◆ Try it:
Give back, exactly as written, the lines of the listing from the top through the line holding "positive clicks: (2088, 957) (1852, 922)", and nothing more. Exclude pictures.

◆ Materials provided:
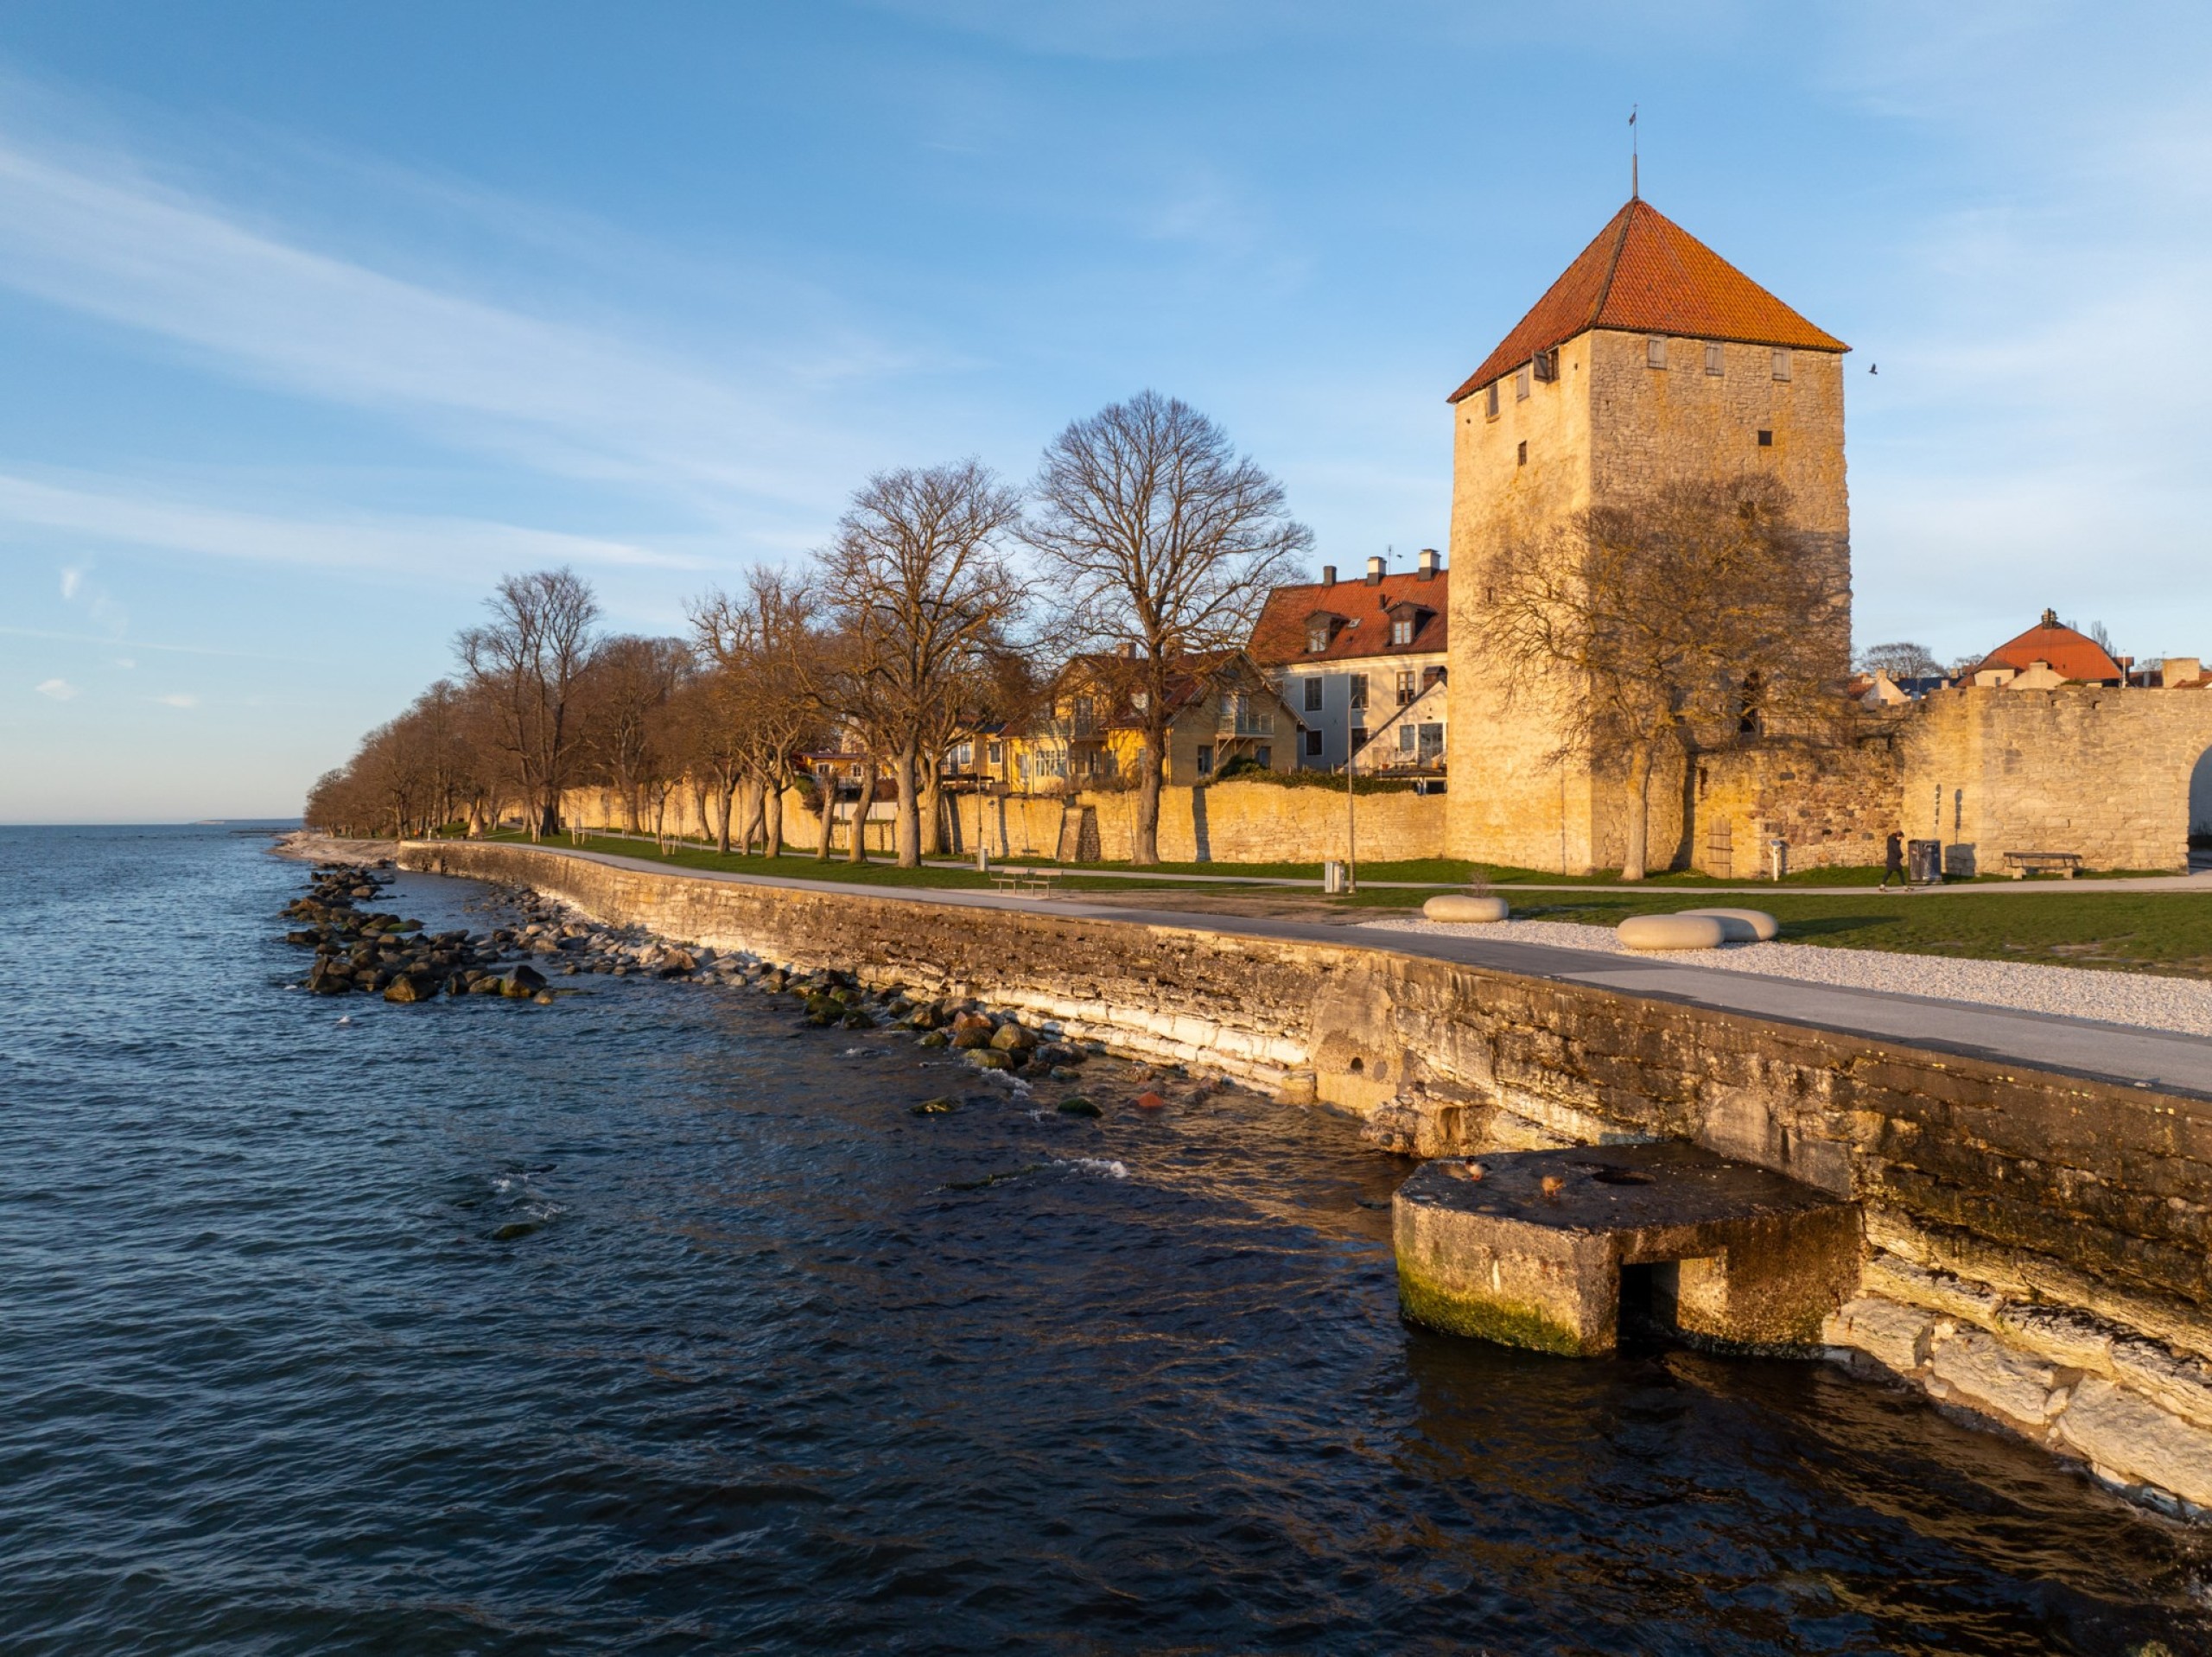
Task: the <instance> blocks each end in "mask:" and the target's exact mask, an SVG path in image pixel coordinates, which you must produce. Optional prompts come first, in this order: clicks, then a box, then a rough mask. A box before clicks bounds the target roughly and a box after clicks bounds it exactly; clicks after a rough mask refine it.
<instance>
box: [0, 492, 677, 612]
mask: <svg viewBox="0 0 2212 1657" xmlns="http://www.w3.org/2000/svg"><path fill="white" fill-rule="evenodd" d="M97 484H100V487H73V484H55V482H44V480H38V478H24V476H11V473H0V527H4V524H20V527H29V529H40V531H66V533H73V535H82V538H86V540H97V542H119V544H128V546H159V549H166V551H186V553H204V555H212V557H243V560H261V562H276V564H316V566H349V569H372V571H383V573H392V575H434V577H460V580H482V577H484V575H487V573H500V571H509V569H515V566H522V564H571V562H573V564H630V566H637V564H646V566H661V569H699V566H701V562H699V560H697V557H690V555H684V553H666V551H655V549H650V546H637V544H633V542H622V540H604V538H593V535H566V533H557V531H546V529H524V527H518V524H500V522H482V520H469V518H369V515H363V518H343V520H341V518H285V515H274V513H254V511H237V509H228V507H208V504H201V502H190V500H177V498H173V496H159V493H153V491H144V489H135V487H131V484H126V482H117V480H97ZM95 619H97V617H95Z"/></svg>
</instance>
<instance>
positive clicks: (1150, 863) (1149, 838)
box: [1128, 728, 1166, 865]
mask: <svg viewBox="0 0 2212 1657" xmlns="http://www.w3.org/2000/svg"><path fill="white" fill-rule="evenodd" d="M1161 748H1166V741H1164V732H1155V730H1150V728H1146V732H1144V750H1141V752H1139V754H1137V836H1135V843H1133V845H1130V856H1128V861H1130V863H1137V865H1152V863H1159V772H1161V770H1164V765H1161Z"/></svg>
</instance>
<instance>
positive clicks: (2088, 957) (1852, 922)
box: [493, 834, 2212, 980]
mask: <svg viewBox="0 0 2212 1657" xmlns="http://www.w3.org/2000/svg"><path fill="white" fill-rule="evenodd" d="M493 838H500V841H511V843H524V836H520V834H500V836H493ZM551 845H553V847H566V845H571V841H568V836H560V838H555V841H551ZM582 850H591V852H611V854H615V856H630V858H646V861H653V863H668V865H672V867H679V869H726V872H732V874H774V876H785V878H796V880H838V883H847V885H880V887H933V889H949V892H962V889H964V892H978V889H984V892H987V889H991V880H989V876H982V874H975V872H973V869H900V867H896V865H894V863H889V861H869V863H858V865H854V863H847V861H845V858H841V856H838V858H830V861H827V863H823V861H818V858H814V856H812V854H799V856H794V854H785V856H779V858H759V856H721V854H719V852H714V847H710V845H699V843H677V845H675V847H672V850H670V852H666V854H661V852H659V850H657V847H655V845H653V841H633V838H626V836H604V834H591V836H584V843H582ZM1082 867H1084V865H1077V867H1071V872H1068V874H1066V876H1064V878H1062V883H1060V885H1062V889H1071V892H1084V889H1091V892H1130V889H1133V887H1135V889H1141V887H1144V883H1141V880H1126V878H1102V876H1097V874H1091V876H1086V874H1084V872H1082ZM1088 867H1093V869H1106V867H1113V865H1088ZM1121 867H1126V865H1121ZM1159 872H1161V874H1245V876H1270V874H1287V876H1298V874H1307V865H1296V863H1290V865H1250V863H1245V865H1234V867H1223V865H1219V863H1199V865H1188V863H1186V865H1161V869H1159ZM1314 874H1316V876H1318V869H1314ZM1360 874H1363V876H1365V878H1369V880H1422V883H1433V885H1422V887H1411V889H1383V887H1371V885H1369V887H1365V889H1360V892H1358V894H1356V896H1352V898H1332V900H1329V903H1332V905H1340V907H1352V909H1374V911H1411V909H1418V907H1420V903H1422V900H1425V898H1429V896H1433V894H1436V892H1440V889H1464V887H1467V885H1469V880H1471V878H1473V874H1482V876H1486V878H1489V880H1491V883H1493V885H1498V887H1500V889H1502V896H1506V898H1509V900H1511V903H1513V918H1515V920H1573V923H1579V925H1590V927H1613V925H1619V923H1621V920H1626V918H1628V916H1635V914H1663V911H1668V909H1683V907H1697V903H1699V900H1697V898H1694V896H1686V894H1679V892H1670V889H1668V887H1670V885H1683V883H1690V885H1705V880H1703V876H1659V878H1652V880H1646V883H1641V885H1639V887H1624V885H1619V883H1617V880H1601V878H1595V876H1593V878H1590V880H1586V883H1577V885H1588V887H1590V889H1588V892H1526V894H1515V892H1513V885H1515V880H1511V878H1500V876H1498V874H1489V869H1486V865H1469V863H1458V861H1442V858H1438V861H1425V863H1369V865H1363V867H1360ZM1504 874H1515V872H1504ZM1517 874H1522V876H1524V878H1528V880H1551V883H1557V880H1559V876H1535V874H1528V872H1517ZM1838 876H1863V878H1860V880H1840V878H1838ZM1803 878H1805V880H1809V883H1836V885H1847V883H1849V885H1867V887H1869V892H1865V894H1863V896H1856V894H1854V896H1823V894H1809V892H1792V889H1790V885H1794V883H1796V880H1798V878H1796V876H1794V878H1792V880H1790V883H1785V885H1781V887H1767V889H1765V892H1761V894H1756V896H1739V898H1736V903H1739V905H1747V907H1756V909H1765V911H1770V914H1772V916H1774V918H1776V920H1781V923H1783V934H1781V936H1783V942H1803V945H1832V947H1840V949H1896V951H1902V953H1913V956H1973V958H1980V960H2033V962H2044V965H2053V967H2106V969H2124V971H2154V973H2174V976H2183V978H2208V980H2212V894H2199V892H2081V889H2079V887H2075V889H2070V892H2006V894H2002V896H2000V894H1989V896H1966V894H1949V896H1947V894H1942V892H1874V889H1871V887H1874V883H1876V880H1880V869H1820V872H1816V874H1814V876H1803ZM1161 885H1164V887H1170V889H1183V892H1190V889H1192V887H1188V885H1181V887H1177V883H1172V880H1166V883H1161ZM1223 889H1225V892H1234V889H1237V887H1234V885H1208V887H1206V892H1223ZM1252 889H1254V892H1281V887H1252ZM1314 896H1316V898H1318V894H1314Z"/></svg>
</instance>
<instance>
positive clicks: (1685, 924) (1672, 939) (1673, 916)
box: [1615, 916, 1728, 949]
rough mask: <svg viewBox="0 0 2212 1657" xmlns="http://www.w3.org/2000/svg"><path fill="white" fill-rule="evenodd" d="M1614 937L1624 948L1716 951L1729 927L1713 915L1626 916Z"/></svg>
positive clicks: (1632, 948) (1727, 934)
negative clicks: (1676, 949) (1625, 917)
mask: <svg viewBox="0 0 2212 1657" xmlns="http://www.w3.org/2000/svg"><path fill="white" fill-rule="evenodd" d="M1615 936H1617V938H1619V940H1621V947H1626V949H1719V947H1721V945H1723V942H1728V927H1725V925H1721V923H1719V920H1717V918H1714V916H1628V918H1626V920H1624V923H1621V925H1619V927H1615Z"/></svg>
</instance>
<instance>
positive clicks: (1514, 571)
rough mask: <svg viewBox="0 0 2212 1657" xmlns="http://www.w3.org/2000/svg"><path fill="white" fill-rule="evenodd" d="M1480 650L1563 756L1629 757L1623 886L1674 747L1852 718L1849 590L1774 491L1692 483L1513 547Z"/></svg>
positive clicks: (1787, 503) (1741, 486)
mask: <svg viewBox="0 0 2212 1657" xmlns="http://www.w3.org/2000/svg"><path fill="white" fill-rule="evenodd" d="M1482 582H1484V586H1486V588H1489V593H1491V602H1489V606H1486V608H1489V615H1486V626H1484V635H1482V648H1484V650H1486V653H1489V657H1491V661H1493V666H1495V668H1498V673H1500V677H1502V681H1504V686H1506V695H1509V697H1542V699H1544V701H1546V704H1548V710H1551V715H1553V719H1555V730H1557V732H1559V748H1557V752H1555V759H1564V757H1568V754H1575V752H1579V754H1588V757H1590V759H1593V761H1599V763H1604V761H1606V759H1610V757H1619V761H1621V765H1624V772H1626V788H1628V847H1626V854H1624V858H1621V878H1624V880H1641V878H1644V874H1646V867H1648V836H1650V801H1648V792H1650V777H1652V765H1655V761H1657V757H1659V752H1661V750H1663V746H1668V743H1674V746H1679V748H1697V746H1699V743H1701V741H1705V743H1725V741H1739V739H1741V737H1743V734H1759V732H1781V730H1792V732H1798V734H1805V737H1825V734H1829V726H1832V721H1834V719H1840V717H1843V710H1845V699H1843V697H1840V695H1836V692H1838V679H1840V670H1843V650H1840V646H1838V635H1840V615H1843V602H1845V593H1843V591H1840V588H1838V586H1836V584H1834V577H1832V575H1829V560H1823V557H1816V555H1809V542H1807V538H1805V535H1803V533H1801V531H1796V529H1794V524H1792V520H1790V496H1787V491H1785V489H1783V487H1781V484H1778V482H1774V480H1772V478H1759V476H1752V478H1736V480H1732V482H1686V484H1672V487H1668V489H1661V491H1659V493H1657V496H1652V498H1650V500H1646V502H1639V504H1632V507H1597V509H1590V511H1584V513H1575V515H1573V518H1566V520H1564V522H1559V524H1557V527H1555V529H1551V531H1548V533H1542V535H1535V538H1531V540H1520V542H1509V544H1504V546H1500V549H1498V551H1495V553H1493V555H1491V557H1489V562H1486V569H1484V573H1482Z"/></svg>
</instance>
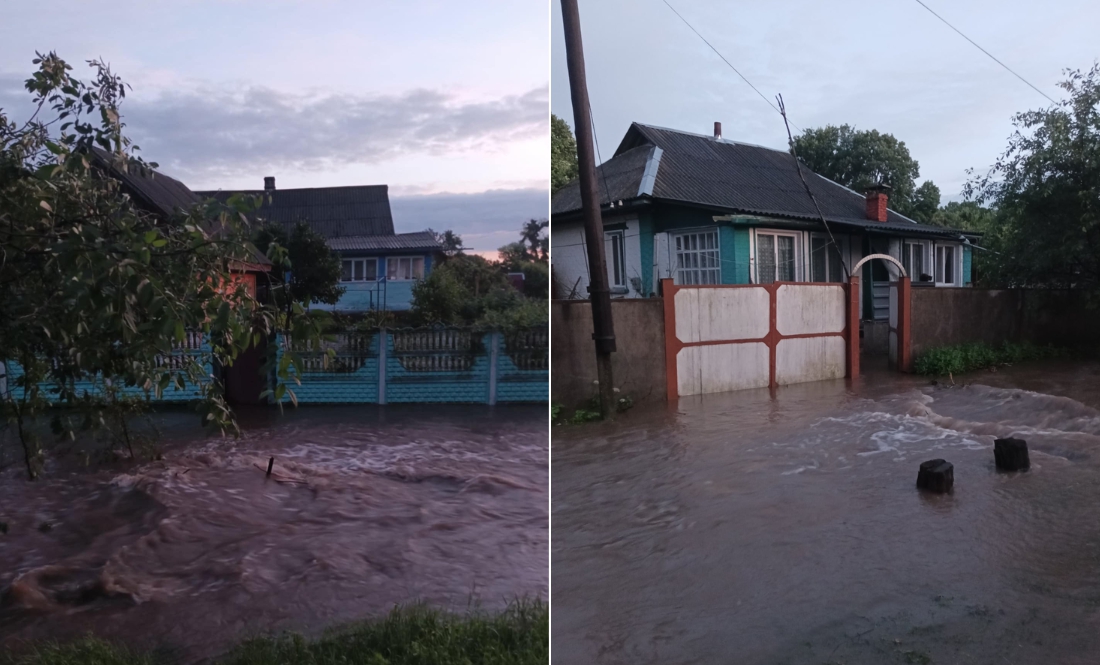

◆ Result of this exercise:
Task: the <instance> blocks each end in "mask:" and the target's exact mask, an SVG path in image pixel coordinates, which you must produce. Optional prompts come first, in this order: clicks, then a box, then a rough mask. A box before clicks bounds the target roughly and a box after clicks bounds it exactly; clicks after a rough mask refine it.
<instance>
box: [0, 492, 677, 612]
mask: <svg viewBox="0 0 2212 1657" xmlns="http://www.w3.org/2000/svg"><path fill="white" fill-rule="evenodd" d="M97 484H100V487H73V484H55V482H44V480H38V478H24V476H11V473H0V527H4V524H20V527H29V529H40V531H66V533H73V535H82V538H86V540H97V542H119V544H128V546H159V549H166V551H186V553H204V555H212V557H243V560H261V562H276V564H316V566H349V569H372V571H383V573H392V575H434V577H460V580H482V577H484V575H487V573H500V571H509V569H515V566H522V564H571V562H573V564H630V566H637V564H646V566H661V569H699V566H701V562H699V560H697V557H690V555H684V553H666V551H655V549H650V546H637V544H633V542H622V540H604V538H593V535H566V533H557V531H546V529H524V527H518V524H500V522H482V520H469V518H369V515H363V518H343V520H341V518H285V515H274V513H254V511H237V509H228V507H208V504H201V502H190V500H177V498H173V496H159V493H153V491H144V489H135V487H131V484H126V482H117V480H97ZM95 619H97V617H95Z"/></svg>
</instance>
<instance>
positive clicks: (1150, 863) (1149, 838)
box: [1128, 728, 1166, 865]
mask: <svg viewBox="0 0 2212 1657" xmlns="http://www.w3.org/2000/svg"><path fill="white" fill-rule="evenodd" d="M1161 748H1166V741H1164V732H1155V730H1150V728H1146V732H1144V750H1141V752H1139V754H1137V836H1135V843H1133V845H1130V856H1128V861H1130V863H1137V865H1152V863H1159V772H1161V770H1164V765H1161Z"/></svg>
</instance>
<instance>
positive clicks: (2088, 957) (1852, 922)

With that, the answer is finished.